# Driven a skidder to prom



## Timberjackboy (Apr 12, 2004)

Have you guys ever heard of anyone driving a skidder to prom? I think it sound s like a unique idea?


----------



## treeman82 (Apr 12, 2004)

Around here, not only would they laugh at you non stop, but the cops would also have a field day with you.


----------



## Newfie (Apr 12, 2004)

Pretty cool if your date has one tooth and is your sister.


----------



## MasterBlaster (Apr 12, 2004)

Hey! I remember her!


----------



## Newfie (Apr 12, 2004)

Didn't you go with your hetero-life-mate?


----------



## Lumberjack (Apr 12, 2004)

It is a great idea, specially if you got a farm gal girl who is cool with it.


Only problems is the cops, liability, and parking (which couldnt be too hard).

At all my proms, there where many cops.

The only way a skidder is street legal is if it is headin to or from work, within 50 miles of its place of origin. (In my state)

If I coulda got the logistics worked out, then I would do it in a heart beat!!!

How would you valet park it tho?


----------



## caryr (Apr 13, 2004)




----------



## Gypo Logger (Apr 13, 2004)

I never went to a prom with a log skidder, but did go to the drive-in with one though. We had any parking spot the lil' woman and I desired, but had to plow a burm for the best view.
John


----------



## Timberjackboy (Apr 13, 2004)

[Part of a data file]
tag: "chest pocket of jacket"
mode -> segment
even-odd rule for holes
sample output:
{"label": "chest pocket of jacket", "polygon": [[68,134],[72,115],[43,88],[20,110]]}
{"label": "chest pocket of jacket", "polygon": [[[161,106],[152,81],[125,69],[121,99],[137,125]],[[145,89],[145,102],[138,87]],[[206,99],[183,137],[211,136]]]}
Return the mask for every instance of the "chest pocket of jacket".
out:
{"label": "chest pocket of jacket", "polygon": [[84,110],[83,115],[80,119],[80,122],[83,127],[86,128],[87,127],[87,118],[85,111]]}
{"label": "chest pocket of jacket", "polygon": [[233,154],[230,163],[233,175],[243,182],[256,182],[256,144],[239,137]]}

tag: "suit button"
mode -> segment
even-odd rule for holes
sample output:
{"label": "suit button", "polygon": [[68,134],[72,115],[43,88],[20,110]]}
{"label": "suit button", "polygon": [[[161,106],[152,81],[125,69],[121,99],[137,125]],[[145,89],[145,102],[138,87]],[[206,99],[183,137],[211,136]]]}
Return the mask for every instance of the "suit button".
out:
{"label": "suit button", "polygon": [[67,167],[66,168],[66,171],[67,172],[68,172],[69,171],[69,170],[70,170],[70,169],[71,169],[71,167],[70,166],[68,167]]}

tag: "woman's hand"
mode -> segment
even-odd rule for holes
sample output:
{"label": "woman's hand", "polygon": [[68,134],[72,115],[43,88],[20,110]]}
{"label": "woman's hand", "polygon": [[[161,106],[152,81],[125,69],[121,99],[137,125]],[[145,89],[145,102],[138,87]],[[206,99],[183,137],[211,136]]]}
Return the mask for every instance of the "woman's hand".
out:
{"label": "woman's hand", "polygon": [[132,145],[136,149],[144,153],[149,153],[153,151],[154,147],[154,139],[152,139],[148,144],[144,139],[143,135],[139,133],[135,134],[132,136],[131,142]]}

(THE REQUEST): In the skidder thread, what condition does Lumberjack say makes a skidder street legal in his state? The records bear no relation to the skidder thread.

(THE RESULT): It must be heading to or from work, within 50 miles of its place of origin.